* Work instructions:
Give again, unaltered, the line with "TARGET = brown satin dress" and all lines that follow it in the listing below, minus any pictures.

* Task input:
----

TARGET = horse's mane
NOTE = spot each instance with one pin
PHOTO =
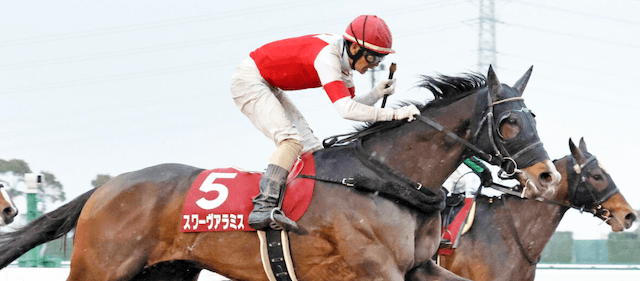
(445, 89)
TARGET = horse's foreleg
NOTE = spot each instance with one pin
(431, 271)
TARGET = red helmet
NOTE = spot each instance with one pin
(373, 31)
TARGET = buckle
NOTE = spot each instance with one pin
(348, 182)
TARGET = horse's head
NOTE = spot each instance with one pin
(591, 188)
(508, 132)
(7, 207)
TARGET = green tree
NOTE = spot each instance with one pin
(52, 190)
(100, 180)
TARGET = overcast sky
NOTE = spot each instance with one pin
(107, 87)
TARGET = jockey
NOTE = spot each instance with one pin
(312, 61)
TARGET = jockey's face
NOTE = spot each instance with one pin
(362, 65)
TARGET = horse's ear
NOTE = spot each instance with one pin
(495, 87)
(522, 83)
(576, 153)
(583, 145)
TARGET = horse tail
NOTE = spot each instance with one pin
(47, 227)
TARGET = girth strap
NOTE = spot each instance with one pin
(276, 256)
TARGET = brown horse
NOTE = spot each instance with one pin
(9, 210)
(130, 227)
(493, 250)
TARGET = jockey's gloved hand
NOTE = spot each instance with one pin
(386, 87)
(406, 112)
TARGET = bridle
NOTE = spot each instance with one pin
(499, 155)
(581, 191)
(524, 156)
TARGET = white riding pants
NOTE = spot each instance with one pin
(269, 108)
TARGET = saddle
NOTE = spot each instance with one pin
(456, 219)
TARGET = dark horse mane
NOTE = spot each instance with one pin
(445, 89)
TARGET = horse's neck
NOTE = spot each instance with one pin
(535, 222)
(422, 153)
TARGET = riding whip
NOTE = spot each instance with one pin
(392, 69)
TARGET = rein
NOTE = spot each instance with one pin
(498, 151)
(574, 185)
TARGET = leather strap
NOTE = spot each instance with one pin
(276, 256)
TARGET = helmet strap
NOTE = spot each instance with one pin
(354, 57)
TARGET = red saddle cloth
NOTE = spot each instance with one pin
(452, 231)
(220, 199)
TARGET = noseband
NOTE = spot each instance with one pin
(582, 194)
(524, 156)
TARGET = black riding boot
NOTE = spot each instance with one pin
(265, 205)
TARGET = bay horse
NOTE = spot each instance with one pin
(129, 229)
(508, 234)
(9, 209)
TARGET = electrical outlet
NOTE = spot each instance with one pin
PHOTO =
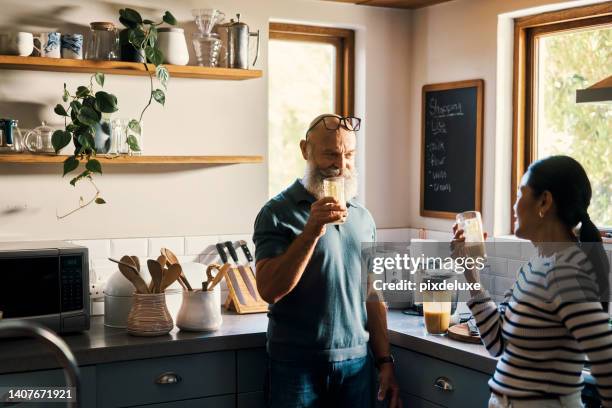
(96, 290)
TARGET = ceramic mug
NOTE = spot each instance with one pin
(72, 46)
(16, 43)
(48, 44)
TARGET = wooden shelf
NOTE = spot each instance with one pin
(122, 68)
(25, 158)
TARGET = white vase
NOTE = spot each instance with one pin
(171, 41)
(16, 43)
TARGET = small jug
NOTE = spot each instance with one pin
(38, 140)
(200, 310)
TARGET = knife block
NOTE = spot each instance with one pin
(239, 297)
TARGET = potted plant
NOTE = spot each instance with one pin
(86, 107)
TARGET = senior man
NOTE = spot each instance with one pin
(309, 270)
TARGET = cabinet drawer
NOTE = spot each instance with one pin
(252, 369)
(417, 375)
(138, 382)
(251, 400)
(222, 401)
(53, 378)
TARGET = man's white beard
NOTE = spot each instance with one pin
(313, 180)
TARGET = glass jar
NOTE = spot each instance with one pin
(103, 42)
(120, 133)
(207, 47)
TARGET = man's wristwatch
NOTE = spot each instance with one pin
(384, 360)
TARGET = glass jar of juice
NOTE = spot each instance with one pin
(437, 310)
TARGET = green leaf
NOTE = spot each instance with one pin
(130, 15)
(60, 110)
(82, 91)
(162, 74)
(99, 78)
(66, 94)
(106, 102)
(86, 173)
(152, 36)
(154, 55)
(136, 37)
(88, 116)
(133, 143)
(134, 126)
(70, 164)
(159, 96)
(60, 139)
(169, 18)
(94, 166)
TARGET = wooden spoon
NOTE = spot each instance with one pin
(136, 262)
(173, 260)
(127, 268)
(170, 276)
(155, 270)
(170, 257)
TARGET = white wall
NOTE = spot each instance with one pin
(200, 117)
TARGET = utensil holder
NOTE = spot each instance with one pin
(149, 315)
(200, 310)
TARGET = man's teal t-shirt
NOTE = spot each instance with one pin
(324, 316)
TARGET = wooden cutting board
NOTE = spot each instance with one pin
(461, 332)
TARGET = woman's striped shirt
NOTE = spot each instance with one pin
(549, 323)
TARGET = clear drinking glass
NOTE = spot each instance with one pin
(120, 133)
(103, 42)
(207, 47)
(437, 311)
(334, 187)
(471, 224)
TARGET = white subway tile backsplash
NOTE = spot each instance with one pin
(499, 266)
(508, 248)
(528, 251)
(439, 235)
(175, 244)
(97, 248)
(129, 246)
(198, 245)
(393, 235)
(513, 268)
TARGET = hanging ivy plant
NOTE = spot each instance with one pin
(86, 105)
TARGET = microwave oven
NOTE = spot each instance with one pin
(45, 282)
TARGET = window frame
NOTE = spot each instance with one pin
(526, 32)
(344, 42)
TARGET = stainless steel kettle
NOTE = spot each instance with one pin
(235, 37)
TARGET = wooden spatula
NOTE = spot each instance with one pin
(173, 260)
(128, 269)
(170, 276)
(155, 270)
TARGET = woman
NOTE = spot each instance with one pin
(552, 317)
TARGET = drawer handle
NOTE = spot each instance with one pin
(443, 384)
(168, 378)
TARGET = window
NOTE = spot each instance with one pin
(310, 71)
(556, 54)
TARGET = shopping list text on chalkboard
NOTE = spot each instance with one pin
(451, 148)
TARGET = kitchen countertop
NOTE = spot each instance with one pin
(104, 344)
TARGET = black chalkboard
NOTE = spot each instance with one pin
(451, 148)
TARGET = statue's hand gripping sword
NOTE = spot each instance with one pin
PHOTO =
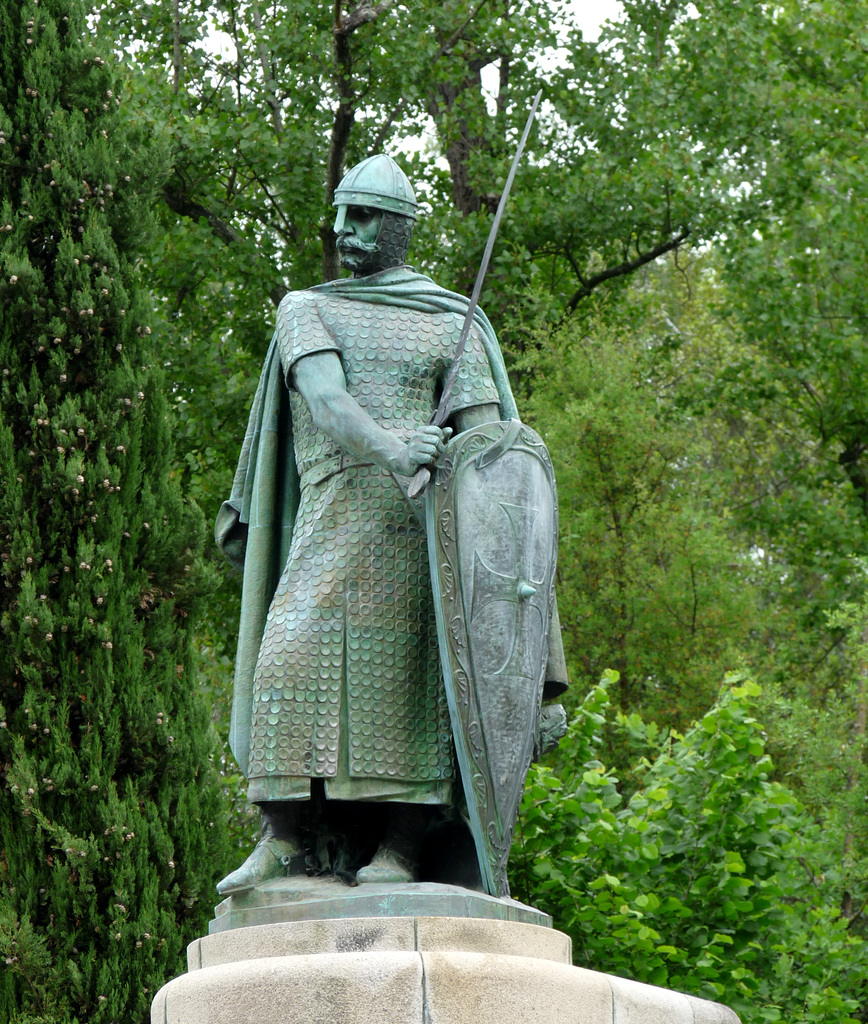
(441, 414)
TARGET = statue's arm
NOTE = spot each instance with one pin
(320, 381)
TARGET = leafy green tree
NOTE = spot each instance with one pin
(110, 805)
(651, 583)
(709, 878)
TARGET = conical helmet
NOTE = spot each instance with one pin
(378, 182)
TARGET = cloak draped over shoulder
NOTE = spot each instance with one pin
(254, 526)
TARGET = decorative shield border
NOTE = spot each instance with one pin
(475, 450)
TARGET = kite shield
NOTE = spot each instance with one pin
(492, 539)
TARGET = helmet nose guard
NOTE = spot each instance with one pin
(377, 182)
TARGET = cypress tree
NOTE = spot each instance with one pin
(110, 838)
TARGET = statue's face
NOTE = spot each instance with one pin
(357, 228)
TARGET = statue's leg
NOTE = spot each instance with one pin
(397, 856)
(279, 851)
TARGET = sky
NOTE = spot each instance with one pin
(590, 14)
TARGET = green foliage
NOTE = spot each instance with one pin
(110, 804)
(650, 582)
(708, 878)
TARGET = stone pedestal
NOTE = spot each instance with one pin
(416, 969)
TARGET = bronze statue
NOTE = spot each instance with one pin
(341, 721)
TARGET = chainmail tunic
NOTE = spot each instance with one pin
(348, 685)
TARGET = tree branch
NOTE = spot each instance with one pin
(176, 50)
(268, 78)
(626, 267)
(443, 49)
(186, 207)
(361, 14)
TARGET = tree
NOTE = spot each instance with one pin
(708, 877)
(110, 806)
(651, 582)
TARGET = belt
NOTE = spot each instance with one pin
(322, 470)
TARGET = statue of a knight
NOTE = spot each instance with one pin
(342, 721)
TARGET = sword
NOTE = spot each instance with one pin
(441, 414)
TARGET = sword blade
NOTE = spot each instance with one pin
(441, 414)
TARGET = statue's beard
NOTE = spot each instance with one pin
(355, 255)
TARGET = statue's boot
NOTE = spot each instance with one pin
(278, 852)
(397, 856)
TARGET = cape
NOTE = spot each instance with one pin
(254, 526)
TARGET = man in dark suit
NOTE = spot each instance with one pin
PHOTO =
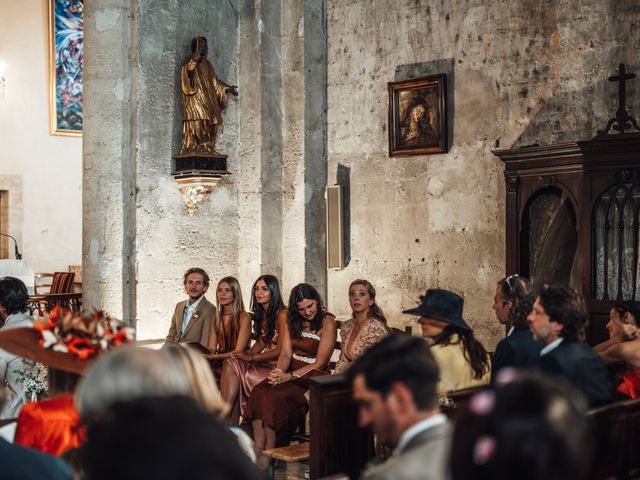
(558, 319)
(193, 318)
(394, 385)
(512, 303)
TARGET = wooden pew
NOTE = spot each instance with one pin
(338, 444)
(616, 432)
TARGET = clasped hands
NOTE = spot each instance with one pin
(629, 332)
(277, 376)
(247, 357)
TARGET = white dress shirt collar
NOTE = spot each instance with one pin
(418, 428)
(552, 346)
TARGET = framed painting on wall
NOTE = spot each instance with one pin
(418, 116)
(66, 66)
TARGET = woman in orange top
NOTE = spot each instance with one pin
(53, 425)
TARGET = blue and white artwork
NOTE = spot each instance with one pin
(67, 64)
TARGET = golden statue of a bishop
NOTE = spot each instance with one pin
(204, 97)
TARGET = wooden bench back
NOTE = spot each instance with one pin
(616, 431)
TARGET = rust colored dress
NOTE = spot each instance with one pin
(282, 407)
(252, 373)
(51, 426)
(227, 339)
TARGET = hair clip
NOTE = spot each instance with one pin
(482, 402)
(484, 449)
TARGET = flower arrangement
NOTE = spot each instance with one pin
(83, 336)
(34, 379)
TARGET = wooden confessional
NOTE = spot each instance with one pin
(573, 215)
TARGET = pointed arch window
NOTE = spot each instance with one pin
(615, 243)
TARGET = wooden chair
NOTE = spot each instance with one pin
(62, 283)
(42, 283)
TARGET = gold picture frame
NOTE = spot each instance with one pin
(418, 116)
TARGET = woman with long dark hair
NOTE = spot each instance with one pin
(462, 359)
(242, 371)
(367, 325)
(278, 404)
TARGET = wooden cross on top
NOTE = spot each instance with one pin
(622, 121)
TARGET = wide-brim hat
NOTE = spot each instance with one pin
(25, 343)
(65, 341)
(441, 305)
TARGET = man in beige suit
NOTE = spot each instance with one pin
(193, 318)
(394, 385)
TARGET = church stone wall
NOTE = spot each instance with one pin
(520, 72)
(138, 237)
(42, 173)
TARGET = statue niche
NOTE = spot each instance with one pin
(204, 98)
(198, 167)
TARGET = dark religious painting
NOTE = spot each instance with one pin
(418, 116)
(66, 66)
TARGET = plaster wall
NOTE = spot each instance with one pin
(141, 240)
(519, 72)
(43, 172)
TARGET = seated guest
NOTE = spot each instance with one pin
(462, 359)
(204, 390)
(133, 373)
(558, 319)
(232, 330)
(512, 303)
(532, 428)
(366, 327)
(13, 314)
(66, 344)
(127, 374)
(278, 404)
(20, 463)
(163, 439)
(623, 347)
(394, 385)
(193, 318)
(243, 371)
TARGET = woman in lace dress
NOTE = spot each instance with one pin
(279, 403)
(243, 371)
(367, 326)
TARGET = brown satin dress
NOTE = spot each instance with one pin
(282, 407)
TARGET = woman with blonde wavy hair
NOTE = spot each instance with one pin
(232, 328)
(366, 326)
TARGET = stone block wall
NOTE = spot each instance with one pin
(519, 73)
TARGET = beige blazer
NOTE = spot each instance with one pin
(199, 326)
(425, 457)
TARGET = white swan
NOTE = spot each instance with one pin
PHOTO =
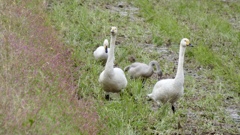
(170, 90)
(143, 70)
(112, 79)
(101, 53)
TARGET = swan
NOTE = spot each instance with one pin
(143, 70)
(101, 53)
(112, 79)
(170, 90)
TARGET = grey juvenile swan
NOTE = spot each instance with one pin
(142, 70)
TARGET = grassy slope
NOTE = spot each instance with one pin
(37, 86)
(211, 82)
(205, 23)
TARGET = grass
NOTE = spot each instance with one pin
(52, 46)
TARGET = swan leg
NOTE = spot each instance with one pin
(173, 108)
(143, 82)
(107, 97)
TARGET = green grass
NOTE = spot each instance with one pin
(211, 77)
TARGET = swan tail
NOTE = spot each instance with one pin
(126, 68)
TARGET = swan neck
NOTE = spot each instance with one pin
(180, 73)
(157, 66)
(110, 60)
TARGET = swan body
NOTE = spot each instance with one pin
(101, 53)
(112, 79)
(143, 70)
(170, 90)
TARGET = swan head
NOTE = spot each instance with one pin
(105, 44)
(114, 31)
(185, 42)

----

* Response to this task:
TARGET = brown satin dress
NOTE = spot each instance with one pin
(282, 407)
TARGET = woman with blonde wavy hair
NOTE = spot each instance with one pin
(232, 328)
(366, 326)
TARGET = stone block wall
NOTE = spot each instance with one pin
(519, 73)
TARGET = beige blazer
NOTE = spot each instance with one pin
(199, 326)
(425, 457)
TARGET = white swan
NOTE = spot each instance with one pin
PHOTO =
(170, 90)
(143, 70)
(112, 79)
(101, 53)
TARGET = swan
NOTE = spot each instance with one pin
(143, 70)
(101, 53)
(112, 79)
(170, 90)
TARGET = grey juvenile swan
NOTE = spot each instance with one pin
(142, 70)
TARGET = grassy slope
NOTE = spot each instance with one pin
(37, 86)
(211, 82)
(205, 23)
TARGET = grass
NOTE = spot each instance with one pin
(52, 46)
TARGET = swan leg
NOTE = spot each instance with one pin
(173, 108)
(143, 82)
(107, 97)
TARGET = green grass
NOTE = spot each instance with one pin
(211, 77)
TARGET = swan tail
NOTE = spot each instance with one pin
(126, 68)
TARGET = swan neck
NOTE = spot each instance with one pin
(180, 73)
(157, 66)
(110, 60)
TARGET = swan body
NOTE = spot each instance with one pin
(101, 53)
(112, 79)
(143, 70)
(170, 90)
TARGET = swan head
NOTE = spot each instance with one pin
(105, 44)
(114, 31)
(185, 42)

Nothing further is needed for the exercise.